── Task input ──

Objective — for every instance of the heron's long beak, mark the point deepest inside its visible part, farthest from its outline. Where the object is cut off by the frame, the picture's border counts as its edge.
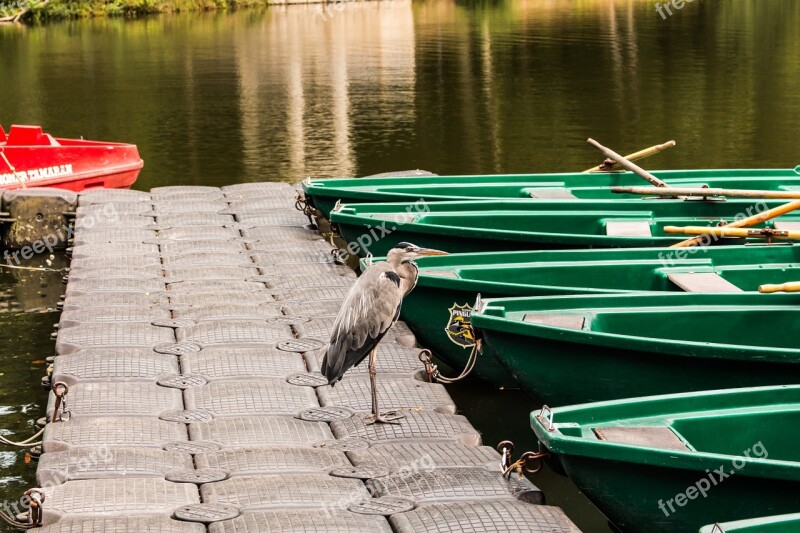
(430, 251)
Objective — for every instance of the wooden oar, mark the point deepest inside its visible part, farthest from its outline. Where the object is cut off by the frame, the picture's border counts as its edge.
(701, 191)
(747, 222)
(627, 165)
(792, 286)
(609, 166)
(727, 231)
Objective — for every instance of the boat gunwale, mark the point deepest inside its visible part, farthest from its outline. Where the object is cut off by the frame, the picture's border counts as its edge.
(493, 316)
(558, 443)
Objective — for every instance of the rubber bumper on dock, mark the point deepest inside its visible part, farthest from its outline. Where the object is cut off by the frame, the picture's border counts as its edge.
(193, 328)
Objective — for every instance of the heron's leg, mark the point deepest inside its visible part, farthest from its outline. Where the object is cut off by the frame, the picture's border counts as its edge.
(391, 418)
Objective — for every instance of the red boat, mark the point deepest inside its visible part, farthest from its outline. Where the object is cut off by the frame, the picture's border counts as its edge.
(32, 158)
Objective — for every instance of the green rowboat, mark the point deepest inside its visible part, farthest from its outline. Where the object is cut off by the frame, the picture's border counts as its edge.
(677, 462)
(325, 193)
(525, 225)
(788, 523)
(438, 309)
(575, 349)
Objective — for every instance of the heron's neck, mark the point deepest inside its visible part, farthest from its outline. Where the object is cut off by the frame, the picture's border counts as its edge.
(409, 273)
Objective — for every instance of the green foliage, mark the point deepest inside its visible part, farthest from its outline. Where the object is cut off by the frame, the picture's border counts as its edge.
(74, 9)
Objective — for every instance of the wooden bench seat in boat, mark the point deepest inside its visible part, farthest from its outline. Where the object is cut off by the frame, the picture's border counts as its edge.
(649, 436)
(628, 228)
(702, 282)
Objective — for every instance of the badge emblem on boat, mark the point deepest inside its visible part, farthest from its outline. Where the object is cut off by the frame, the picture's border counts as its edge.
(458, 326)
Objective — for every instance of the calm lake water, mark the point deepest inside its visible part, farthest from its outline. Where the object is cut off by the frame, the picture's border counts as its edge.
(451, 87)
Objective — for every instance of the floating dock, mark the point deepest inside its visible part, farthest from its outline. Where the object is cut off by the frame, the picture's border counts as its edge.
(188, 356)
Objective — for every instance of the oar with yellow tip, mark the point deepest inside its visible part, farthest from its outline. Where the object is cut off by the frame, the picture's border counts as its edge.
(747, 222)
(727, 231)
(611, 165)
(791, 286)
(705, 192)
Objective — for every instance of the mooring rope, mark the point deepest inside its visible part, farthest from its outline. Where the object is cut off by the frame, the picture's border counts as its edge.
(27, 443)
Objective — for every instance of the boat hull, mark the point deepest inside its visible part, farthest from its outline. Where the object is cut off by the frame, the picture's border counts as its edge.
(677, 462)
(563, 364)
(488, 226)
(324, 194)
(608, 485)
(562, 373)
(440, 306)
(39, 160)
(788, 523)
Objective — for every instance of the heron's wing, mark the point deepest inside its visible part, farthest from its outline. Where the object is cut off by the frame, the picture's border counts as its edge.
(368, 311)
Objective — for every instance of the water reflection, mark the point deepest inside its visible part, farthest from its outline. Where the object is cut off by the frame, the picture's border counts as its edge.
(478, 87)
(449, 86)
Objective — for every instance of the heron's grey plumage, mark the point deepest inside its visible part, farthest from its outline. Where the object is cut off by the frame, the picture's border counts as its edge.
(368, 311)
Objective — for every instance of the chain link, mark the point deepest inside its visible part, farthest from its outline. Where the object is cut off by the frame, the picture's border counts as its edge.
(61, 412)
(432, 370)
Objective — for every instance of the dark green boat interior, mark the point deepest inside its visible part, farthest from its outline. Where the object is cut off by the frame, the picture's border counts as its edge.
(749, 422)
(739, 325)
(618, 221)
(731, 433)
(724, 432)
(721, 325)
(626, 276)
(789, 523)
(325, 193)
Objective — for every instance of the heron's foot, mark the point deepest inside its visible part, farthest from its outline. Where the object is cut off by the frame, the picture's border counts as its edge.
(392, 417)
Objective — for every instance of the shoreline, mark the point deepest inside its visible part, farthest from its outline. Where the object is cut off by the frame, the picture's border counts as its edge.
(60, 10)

───

### Your objective
Quote, without alteration, the final stretch of the entries: the line with "Objective — for every instance of the dark" onward to the last line.

### Written response
Objective — for every instance of the dark green boat interior, mark the point deepest inside its visible part, farthest from its outline. Where the object is cut off by the frame, the picture's border counts as its edge.
(749, 422)
(739, 325)
(618, 221)
(731, 433)
(724, 432)
(721, 325)
(626, 276)
(789, 523)
(325, 193)
Objective — for every instance of the heron's foot, mark the point deepest inside its visible part, farthest from its outline. Where the object is cut off by the frame, the picture's border counts as its edge.
(392, 417)
Objective — for every instance of the shoreline, mark the point deepest inside its visible part, farthest from its outline. Where the object is cut off by the frame, the picture's border counts as its edge.
(60, 10)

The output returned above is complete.